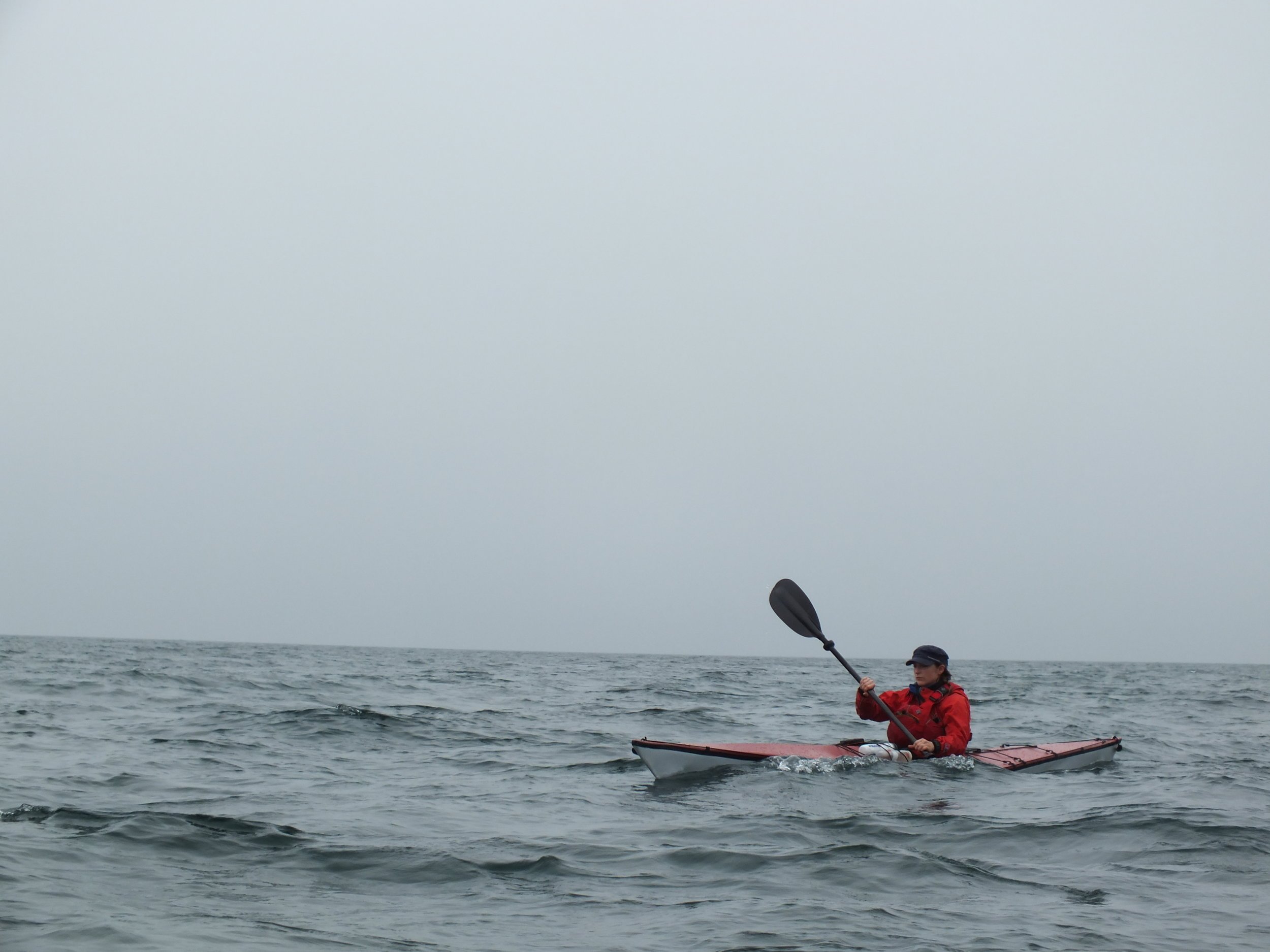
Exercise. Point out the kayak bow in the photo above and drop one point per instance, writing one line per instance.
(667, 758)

- - - - -

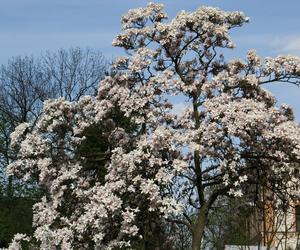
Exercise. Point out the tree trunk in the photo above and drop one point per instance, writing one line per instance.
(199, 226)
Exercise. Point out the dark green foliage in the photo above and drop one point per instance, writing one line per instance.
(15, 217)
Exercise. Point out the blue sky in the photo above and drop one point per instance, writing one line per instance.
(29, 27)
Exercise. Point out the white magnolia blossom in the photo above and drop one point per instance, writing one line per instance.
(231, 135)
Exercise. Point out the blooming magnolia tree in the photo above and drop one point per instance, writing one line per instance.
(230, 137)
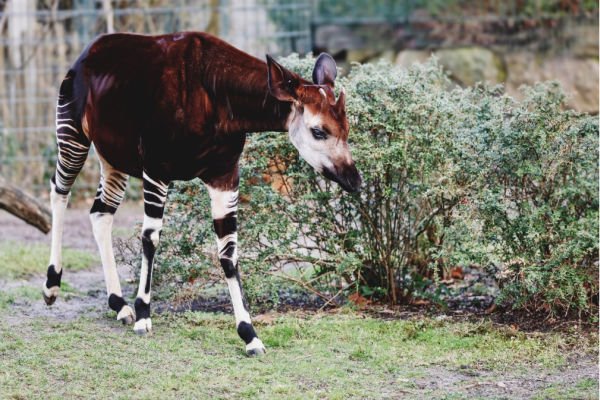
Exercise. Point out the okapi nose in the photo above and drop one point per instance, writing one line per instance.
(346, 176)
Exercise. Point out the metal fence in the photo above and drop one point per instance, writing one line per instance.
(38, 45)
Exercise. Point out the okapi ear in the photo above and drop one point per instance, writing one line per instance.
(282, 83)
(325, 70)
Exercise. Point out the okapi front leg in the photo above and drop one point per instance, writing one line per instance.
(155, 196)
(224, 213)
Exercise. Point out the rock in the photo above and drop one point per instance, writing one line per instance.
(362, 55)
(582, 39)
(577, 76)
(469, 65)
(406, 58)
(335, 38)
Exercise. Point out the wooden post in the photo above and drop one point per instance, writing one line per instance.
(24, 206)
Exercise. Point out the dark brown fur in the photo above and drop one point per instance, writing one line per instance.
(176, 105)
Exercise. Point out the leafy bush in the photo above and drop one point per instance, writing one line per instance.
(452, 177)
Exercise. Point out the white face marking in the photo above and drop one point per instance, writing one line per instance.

- - - - -

◆ Exercise details ◆
Leaving out the pictures, please output the lines in the entries above from the one with "Exercise. Point out the blooming" through the one with "Exercise. Point out the white face", exactly as they are.

◆ Response ◆
Exercise. Point out the blooming magnolia tree in the photo above and drop one point per instance, writing one line per instance.
(230, 137)
Exercise. Point out the okapi nose in the photo above and drop one point per instance, writing one line per instance.
(346, 176)
Exercise. Point out the metal fence in the photo above and drop one point per instance, writing one line per instance.
(38, 45)
Exercise. Point out the okapi ear in the photo above and drop one point per instance, writing one line per instance.
(282, 83)
(325, 70)
Exercise. Point out the okapi front leg in the photo above and drop one point per instance, writing one line per instance.
(155, 196)
(224, 213)
Exercise. Point out the rock in the photo above and drop one point per instance, writing one line per instance.
(362, 55)
(582, 39)
(577, 76)
(469, 65)
(406, 58)
(335, 38)
Exercise. Point out the wooden post in the photo above and drop one point per instance, writing one line per instance.
(24, 206)
Exercise. Point out the dark brown fur in the photo above and drop one point per instance, writing one line per instance.
(176, 105)
Exercise. Point out the leafy bush in the photo above and drop one point per instance, writing one line per instance.
(452, 177)
Exercise. Point out the white face marking in the photo above and drop one point per instance, writing one line per instance.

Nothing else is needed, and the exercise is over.